═════ Document passage ═════

Dear Doctor Friends, Please Stop

Whew. It’s been a hot second since I’ve had a good rant. Did you miss me? And this one has been brewing for a while.

I have a lot of friends in the medical field. Nurses, doctors-to-be, researchers, pharmacists…I’m often the odd one out at parties and large groups of friends. As you all know, I’m also tv fiend. Medical shows aren’t my go-to’s, but I enjoy watching them: Grey’s, The Resident, House, Private Practice, just to name a few. The medical field is also a popular profession for main characters in movies—and why not? They save lives. They’re rich. They’re typically unnaturally good-looking. AKA The Perfect Leads.

So, it will inevitably happen that I’ll be enjoying a beautiful declaration of love from Ashton Kutcher outside of a hospital (No Strings Attached), when the moment is ruined by my friend saying, “That’s such a parking violation. You can’t do that at a hospital. Last week at work….” STOP. You’ve ruined the moment for me.

On Grey’s this season, April had hypothermia and was without a heartbeat for 5+ hours and yet, still woke up fine and without brain damage. Just because I didn’t go to medical school, doesn’t mean that I can’t differentiate between what’s possible and what’s not. I didn’t need the 45-minute diatribe against Shonda Rhimes and the Grey’s writing staff.  What matters is that April DIDN’T die and I’m upset they missed this opportunity to axe her character.

═════ Information provided ═════

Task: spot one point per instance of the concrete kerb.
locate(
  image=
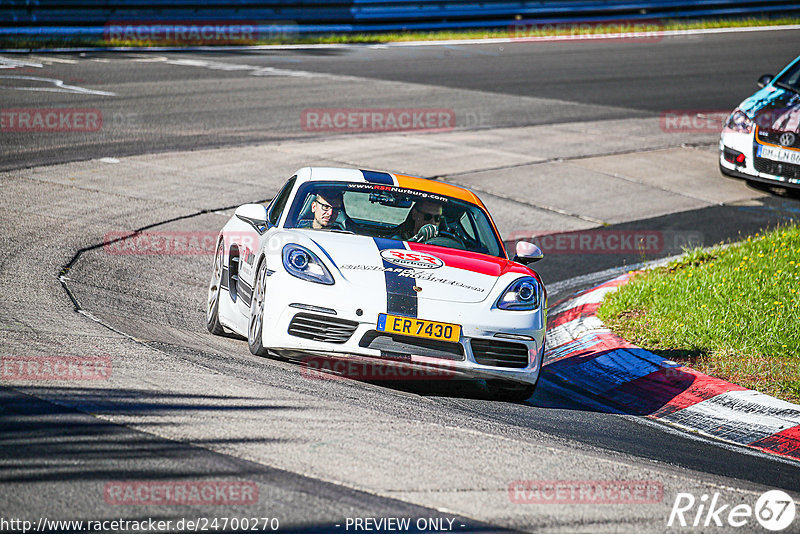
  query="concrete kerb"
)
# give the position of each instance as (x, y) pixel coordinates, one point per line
(583, 353)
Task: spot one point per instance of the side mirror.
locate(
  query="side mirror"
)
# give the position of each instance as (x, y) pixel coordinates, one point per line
(528, 253)
(255, 215)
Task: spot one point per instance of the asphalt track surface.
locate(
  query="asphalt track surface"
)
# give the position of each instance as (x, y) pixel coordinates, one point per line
(60, 444)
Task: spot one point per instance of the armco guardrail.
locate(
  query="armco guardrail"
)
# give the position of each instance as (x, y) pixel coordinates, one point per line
(88, 17)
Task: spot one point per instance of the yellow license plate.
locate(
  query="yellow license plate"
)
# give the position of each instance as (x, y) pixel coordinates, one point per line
(419, 328)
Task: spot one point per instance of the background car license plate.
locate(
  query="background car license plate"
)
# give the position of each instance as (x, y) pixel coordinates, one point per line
(419, 328)
(779, 154)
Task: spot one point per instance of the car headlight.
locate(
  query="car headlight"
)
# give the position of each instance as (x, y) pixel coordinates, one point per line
(740, 122)
(523, 294)
(302, 263)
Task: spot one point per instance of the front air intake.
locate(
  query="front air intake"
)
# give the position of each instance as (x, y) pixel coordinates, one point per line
(322, 328)
(499, 353)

═════

[Problems to work on]
**a)** From the blog post, copy the text from "Dear Doctor Friends, Please" up to and including "The Perfect Leads.".
**b)** According to the blog post, how long was April without a heartbeat on Grey's this season?

[Activity answers]
**a)**
Dear Doctor Friends, Please Stop

Whew. It’s been a hot second since I’ve had a good rant. Did you miss me? And this one has been brewing for a while.

I have a lot of friends in the medical field. Nurses, doctors-to-be, researchers, pharmacists…I’m often the odd one out at parties and large groups of friends. As you all know, I’m also tv fiend. Medical shows aren’t my go-to’s, but I enjoy watching them: Grey’s, The Resident, House, Private Practice, just to name a few. The medical field is also a popular profession for main characters in movies—and why not? They save lives. They’re rich. They’re typically unnaturally good-looking. AKA The Perfect Leads.

**b)** 5+ hours.